> Document

In my dreams my buyer’s bonus would be as follows: We quote US and Offshore. If the job goes offshore the buyer can KEEP THE SAVINGS as his bonus. But, he is also liable for the additional costs of late delivery, mold repairs, and the cost of bad quality all of which would be a payroll deduction for the life if the part.

Look at my dream. If you were a buyer would you sign up to that kind of a bonus system? I don’t think so.

So what do we do? The idea is actually fairly simple. Let’s hold people accountable. Why should the buyer arbitrarily be able to place a job essentially on the strength of seeing an ad in a trade magazine then dump the responsibility onto engineering and production? Give me a good answer that holds up with experience and I’ll be quiet. If you can’t, why not (dare we even use the word in mixed company????) cooperate?

What if production, engineering, engineering, quality AND purchasing all had a say in the tooling and production placement of the contract? This way if they all hung together originally, they’ll either succeed or all hang together later on. I’m the first to agree that in professional expertise buyers speak the language of contracts and money better than anybody in a company. But they wouldn’t know a set of tooling specifications if somebody swatted them on the nose with them. Quality is NOT in the business of enforcing specifications. They are in the business of first determining if the specs are reasonable and achievable; and then in the business of seeing that compliance is sustained. Production’s purpose is to make the most efficient use of what purchasing, engineering and quality has given them.

Manufacturing is a Team Effort. Engineering, purchasing, quality and production are an unbeatable team. Like any team effort while each participant might be an expert in their own area, they are useless without the rest of the team.

The reason team play doesn’t happen is simple math. If sourcing of tooling and production was a team effort the ‘savings’ the buyer would take sole credit for would quickly become diluted with the cost of overseas trips by engineering, and then all the money and time spent correcting the less than ideal decisions what were originally made.

The other problem is simple reality: SME did a study on outsourcing. When all was said and done; the real savings of using other sources (offshore) than your seemingly higher priced local supplier base only ended up to be about 5%. If all this fuss and noise is about 5% you could probably get that locally and avoid the mess and the blame of who spilled the cereal. However joining the parade of clowns currently dancing to the latest philosophy won’t allow you the rational concept of looking at reality and making decisions based on it.

(Point annotation records)
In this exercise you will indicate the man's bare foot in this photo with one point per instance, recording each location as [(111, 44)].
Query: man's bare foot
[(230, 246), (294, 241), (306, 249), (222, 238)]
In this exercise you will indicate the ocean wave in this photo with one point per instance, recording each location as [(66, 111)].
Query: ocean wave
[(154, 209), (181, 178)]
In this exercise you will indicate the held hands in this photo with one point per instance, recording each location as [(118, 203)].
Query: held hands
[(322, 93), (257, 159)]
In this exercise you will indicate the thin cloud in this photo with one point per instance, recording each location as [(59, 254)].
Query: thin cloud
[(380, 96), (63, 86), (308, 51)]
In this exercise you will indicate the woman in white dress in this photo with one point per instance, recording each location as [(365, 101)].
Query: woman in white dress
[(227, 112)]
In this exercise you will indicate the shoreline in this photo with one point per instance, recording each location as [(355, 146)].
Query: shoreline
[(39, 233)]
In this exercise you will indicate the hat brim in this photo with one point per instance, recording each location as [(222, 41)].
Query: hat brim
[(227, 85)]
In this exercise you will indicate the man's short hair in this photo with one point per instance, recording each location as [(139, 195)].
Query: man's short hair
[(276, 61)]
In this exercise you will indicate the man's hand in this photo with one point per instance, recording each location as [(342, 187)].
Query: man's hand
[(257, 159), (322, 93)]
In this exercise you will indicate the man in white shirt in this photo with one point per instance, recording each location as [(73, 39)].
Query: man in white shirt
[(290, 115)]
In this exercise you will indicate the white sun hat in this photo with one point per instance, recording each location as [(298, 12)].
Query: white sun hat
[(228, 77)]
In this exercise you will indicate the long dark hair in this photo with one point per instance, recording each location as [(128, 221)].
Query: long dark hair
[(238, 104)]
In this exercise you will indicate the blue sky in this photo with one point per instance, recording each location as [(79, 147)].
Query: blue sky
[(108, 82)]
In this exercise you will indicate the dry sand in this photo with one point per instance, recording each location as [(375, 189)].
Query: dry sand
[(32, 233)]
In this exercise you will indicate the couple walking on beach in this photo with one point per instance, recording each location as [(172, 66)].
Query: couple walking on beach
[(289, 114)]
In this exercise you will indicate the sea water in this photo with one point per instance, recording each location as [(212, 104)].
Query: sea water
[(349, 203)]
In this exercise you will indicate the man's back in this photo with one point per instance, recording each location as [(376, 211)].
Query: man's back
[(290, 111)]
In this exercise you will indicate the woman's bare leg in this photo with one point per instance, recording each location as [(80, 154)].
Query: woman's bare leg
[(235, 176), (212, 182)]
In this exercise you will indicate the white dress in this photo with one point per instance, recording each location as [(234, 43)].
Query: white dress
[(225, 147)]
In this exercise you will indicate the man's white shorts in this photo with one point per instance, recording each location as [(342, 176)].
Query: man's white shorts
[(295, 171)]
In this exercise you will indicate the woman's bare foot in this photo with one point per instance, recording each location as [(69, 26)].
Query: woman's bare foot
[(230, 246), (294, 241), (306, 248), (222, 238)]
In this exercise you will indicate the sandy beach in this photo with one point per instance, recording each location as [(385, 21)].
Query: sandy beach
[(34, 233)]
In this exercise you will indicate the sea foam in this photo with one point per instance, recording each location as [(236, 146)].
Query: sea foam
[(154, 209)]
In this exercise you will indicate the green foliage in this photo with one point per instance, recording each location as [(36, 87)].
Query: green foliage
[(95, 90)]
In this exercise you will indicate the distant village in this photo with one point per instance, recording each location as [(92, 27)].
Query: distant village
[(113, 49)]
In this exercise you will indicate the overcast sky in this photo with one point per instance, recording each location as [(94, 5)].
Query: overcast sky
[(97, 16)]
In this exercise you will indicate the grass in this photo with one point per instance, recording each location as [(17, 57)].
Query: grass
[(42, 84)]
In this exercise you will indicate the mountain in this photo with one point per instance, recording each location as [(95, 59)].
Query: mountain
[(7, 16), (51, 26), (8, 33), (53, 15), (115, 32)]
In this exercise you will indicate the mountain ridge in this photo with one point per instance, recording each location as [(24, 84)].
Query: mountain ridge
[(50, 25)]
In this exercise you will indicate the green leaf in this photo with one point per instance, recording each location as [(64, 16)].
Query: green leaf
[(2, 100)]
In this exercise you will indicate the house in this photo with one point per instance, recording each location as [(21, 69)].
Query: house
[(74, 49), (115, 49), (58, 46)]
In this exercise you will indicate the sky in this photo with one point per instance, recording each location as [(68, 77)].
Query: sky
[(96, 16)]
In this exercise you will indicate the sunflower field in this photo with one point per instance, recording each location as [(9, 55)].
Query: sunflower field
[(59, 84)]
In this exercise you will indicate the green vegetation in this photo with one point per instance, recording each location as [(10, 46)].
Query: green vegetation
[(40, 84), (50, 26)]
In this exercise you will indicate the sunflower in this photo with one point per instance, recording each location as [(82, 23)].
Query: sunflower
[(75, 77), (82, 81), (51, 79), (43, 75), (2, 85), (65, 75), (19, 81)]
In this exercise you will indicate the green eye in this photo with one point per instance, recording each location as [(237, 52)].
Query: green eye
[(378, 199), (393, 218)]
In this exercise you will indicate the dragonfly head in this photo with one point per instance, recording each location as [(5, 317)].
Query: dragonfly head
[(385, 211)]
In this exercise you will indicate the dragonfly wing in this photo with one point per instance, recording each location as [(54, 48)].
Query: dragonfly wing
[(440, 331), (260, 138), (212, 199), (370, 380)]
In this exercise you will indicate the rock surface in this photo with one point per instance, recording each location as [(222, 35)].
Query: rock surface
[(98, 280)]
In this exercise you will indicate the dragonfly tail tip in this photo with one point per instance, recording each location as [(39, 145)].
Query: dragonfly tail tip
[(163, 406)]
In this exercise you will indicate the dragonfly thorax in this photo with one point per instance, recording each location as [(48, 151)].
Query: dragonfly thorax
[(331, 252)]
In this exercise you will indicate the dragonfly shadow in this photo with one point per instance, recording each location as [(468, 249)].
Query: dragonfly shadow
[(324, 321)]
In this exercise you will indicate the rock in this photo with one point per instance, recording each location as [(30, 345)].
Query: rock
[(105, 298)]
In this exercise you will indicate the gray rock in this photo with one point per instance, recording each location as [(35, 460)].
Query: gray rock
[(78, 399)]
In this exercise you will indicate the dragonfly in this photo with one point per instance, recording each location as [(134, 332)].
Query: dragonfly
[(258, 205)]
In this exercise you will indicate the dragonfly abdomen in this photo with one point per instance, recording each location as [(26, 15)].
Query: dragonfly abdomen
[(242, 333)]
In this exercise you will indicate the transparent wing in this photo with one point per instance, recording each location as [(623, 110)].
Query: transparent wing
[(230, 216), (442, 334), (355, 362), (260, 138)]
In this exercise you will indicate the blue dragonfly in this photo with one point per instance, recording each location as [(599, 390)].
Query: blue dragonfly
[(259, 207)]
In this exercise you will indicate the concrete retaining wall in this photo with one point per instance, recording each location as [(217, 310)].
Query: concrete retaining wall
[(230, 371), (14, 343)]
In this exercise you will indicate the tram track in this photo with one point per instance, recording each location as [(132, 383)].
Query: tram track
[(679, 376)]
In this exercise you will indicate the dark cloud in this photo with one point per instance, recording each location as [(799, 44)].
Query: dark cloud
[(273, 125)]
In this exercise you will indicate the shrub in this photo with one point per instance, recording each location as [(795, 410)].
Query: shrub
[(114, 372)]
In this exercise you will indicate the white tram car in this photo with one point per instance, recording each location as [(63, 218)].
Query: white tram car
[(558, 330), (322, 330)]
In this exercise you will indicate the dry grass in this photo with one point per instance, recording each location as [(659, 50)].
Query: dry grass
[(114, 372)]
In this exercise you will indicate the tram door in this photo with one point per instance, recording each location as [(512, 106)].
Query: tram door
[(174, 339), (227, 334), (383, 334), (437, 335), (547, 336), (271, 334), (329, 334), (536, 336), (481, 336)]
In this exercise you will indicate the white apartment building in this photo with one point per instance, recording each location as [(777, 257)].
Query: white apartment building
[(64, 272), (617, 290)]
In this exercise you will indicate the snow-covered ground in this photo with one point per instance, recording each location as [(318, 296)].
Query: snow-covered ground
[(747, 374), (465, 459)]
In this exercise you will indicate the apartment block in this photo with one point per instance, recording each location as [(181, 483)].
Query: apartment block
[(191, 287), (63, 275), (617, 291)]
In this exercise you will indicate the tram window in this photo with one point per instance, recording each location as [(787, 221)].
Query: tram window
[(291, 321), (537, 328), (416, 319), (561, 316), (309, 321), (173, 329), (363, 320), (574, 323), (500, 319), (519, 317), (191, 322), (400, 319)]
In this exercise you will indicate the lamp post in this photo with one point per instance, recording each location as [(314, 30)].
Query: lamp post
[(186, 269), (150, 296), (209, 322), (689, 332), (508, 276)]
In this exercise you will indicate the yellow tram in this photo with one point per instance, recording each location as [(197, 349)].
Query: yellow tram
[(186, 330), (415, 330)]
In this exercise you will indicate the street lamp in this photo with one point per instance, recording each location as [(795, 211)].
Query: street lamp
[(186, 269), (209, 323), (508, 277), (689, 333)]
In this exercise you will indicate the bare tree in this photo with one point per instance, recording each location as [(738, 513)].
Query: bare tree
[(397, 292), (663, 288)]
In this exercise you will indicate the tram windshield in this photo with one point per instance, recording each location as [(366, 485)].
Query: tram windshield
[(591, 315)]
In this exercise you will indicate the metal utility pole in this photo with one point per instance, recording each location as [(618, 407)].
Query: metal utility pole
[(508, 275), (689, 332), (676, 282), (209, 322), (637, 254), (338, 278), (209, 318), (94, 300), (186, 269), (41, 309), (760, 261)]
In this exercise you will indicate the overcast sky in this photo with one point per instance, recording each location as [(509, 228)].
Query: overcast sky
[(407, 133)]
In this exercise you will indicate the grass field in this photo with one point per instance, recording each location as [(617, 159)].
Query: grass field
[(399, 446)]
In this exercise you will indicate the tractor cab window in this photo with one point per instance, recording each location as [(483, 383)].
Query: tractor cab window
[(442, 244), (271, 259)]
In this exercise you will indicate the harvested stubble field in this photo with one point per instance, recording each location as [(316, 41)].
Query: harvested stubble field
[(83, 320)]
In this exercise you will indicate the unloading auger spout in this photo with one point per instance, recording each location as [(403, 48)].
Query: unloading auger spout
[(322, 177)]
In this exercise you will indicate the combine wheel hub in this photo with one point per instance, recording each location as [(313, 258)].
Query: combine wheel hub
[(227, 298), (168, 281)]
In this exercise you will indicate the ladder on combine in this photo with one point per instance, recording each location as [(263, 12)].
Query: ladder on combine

> To-do list
**a.** Name the departments that the outsourcing text calls "an unbeatable team."
**b.** Retype the passage of the outsourcing text between "Manufacturing is a" and "of the team.", inclusive.

> Worked solutions
**a.** Engineering, purchasing, quality and production.

**b.**
Manufacturing is a Team Effort. Engineering, purchasing, quality and production are an unbeatable team. Like any team effort while each participant might be an expert in their own area, they are useless without the rest of the team.